* [ACTIONS TO TAKE]
A - What priority does the bug ticket give the issue?
B - Copy the bug ticket word for word, starting with "System freeze (2/2)" and going on through "cocobean 2 months ago.".

* [EXCERPT PROVIDED]
══════

Opened 2 months ago

Closed 2 months ago

#17847 closed bug (fixed)

Partial system freeze following scheduler changes

Reported by: kim1963 Owned by: nobody
Priority: blocker Milestone: R1/beta4
Component: System/Kernel Version: R1/Development
Keywords: Cc:
Blocked By: Blocking:
Platform: x86-64

Description

Attachments (6)

AE671865-7085-466B-91E8-B41ACAA5272B.jpeg (3.9 MB ) - added by nephele 2 months ago.
image.jpg (4.3 MB ) - added by nephele 2 months ago.
5C93188F-93E6-41D6-B396-C3F2F8F4B12C.jpeg (3.6 MB ) - added by nephele 2 months ago.
System freeze (1/2)
DD691359-1423-45B2-91BE-B0C54BF54A7E.jpeg (4.3 MB ) - added by nephele 2 months ago.
System freeze (2/2)
fish_kdl.txt (18.1 KB ) - added by leavengood 2 months ago.
KDL session for locked up team
Core3_thread_pend_state-cocobean.jpg (113.0 KB ) - added by cocobean 2 months ago.
KDL run_queue info on CPUs

Change History (41)

comment:1 by kim1963, 2 months ago

It is advisable to cancel changes in 56274 and re-check the presence of an error in the operating system.

comment:2 by waddlesplash, 2 months ago

Please drop to KDL, get a backtrace of a hung thread, and post that here.

══════

[Detection examples]
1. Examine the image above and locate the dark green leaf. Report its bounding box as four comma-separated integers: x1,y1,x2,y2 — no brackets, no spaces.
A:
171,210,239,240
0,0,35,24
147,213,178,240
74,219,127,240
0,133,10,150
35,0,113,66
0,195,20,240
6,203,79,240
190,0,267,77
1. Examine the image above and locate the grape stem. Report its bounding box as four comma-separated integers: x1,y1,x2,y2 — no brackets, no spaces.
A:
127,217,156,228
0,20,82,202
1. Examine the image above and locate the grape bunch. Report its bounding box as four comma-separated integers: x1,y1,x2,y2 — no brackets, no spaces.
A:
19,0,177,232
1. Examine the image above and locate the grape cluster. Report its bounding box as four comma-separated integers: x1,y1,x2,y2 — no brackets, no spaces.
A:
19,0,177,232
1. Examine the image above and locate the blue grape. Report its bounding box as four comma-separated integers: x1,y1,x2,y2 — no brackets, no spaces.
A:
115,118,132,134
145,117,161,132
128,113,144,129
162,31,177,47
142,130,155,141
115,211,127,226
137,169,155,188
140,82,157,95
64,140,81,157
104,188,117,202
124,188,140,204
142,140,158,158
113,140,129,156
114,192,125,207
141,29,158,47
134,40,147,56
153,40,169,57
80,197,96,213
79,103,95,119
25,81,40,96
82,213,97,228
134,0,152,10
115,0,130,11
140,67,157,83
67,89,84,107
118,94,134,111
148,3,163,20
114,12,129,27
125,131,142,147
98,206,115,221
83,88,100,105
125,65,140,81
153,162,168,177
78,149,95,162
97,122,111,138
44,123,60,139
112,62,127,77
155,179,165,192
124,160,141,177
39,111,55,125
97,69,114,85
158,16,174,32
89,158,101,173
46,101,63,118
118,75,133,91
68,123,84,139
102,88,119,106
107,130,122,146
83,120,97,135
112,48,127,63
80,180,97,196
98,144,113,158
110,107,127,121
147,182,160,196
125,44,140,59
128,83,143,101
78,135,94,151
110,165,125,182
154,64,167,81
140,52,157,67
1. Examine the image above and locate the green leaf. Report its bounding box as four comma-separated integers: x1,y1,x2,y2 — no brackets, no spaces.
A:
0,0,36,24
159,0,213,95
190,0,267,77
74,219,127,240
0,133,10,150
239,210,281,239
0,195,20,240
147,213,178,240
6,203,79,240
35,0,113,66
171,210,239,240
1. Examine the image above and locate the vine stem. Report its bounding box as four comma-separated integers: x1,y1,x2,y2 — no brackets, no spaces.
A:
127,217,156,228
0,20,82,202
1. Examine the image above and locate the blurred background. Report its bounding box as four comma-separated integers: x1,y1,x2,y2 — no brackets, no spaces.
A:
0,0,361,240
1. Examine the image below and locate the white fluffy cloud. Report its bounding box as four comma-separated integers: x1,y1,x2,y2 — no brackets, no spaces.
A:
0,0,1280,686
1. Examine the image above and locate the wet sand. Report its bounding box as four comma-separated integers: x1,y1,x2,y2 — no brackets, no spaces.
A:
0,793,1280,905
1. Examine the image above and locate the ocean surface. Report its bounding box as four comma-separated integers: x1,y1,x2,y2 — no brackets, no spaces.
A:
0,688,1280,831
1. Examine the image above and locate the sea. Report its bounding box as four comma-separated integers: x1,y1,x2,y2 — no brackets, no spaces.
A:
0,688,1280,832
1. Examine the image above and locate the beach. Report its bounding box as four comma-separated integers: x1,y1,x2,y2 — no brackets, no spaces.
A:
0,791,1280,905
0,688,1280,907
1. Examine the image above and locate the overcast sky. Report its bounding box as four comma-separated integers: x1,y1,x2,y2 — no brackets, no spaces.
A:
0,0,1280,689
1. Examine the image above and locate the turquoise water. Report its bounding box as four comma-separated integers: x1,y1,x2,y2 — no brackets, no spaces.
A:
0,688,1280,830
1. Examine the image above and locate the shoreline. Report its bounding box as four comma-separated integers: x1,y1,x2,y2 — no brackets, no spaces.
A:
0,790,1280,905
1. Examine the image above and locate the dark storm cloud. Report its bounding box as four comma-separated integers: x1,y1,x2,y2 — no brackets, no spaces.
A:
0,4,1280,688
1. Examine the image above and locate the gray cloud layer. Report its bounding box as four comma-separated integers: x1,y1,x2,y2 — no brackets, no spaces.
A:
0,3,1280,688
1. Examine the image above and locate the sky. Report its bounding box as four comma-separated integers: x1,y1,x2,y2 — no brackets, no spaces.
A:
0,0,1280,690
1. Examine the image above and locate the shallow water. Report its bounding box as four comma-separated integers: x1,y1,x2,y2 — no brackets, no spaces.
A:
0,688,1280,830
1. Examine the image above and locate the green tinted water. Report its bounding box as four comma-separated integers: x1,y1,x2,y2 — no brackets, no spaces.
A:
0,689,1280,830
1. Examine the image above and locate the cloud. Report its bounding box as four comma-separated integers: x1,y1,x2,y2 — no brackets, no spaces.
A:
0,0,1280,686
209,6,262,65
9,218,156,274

══════

* [ANSWERS FOR THE EXERCISE]
A - Blocker

B -
System freeze (2/2)
fish_kdl.txt (18.1 KB ) - added by leavengood 2 months ago.
KDL session for locked up team
Core3_thread_pend_state-cocobean.jpg (113.0 KB ) - added by cocobean 2 months ago.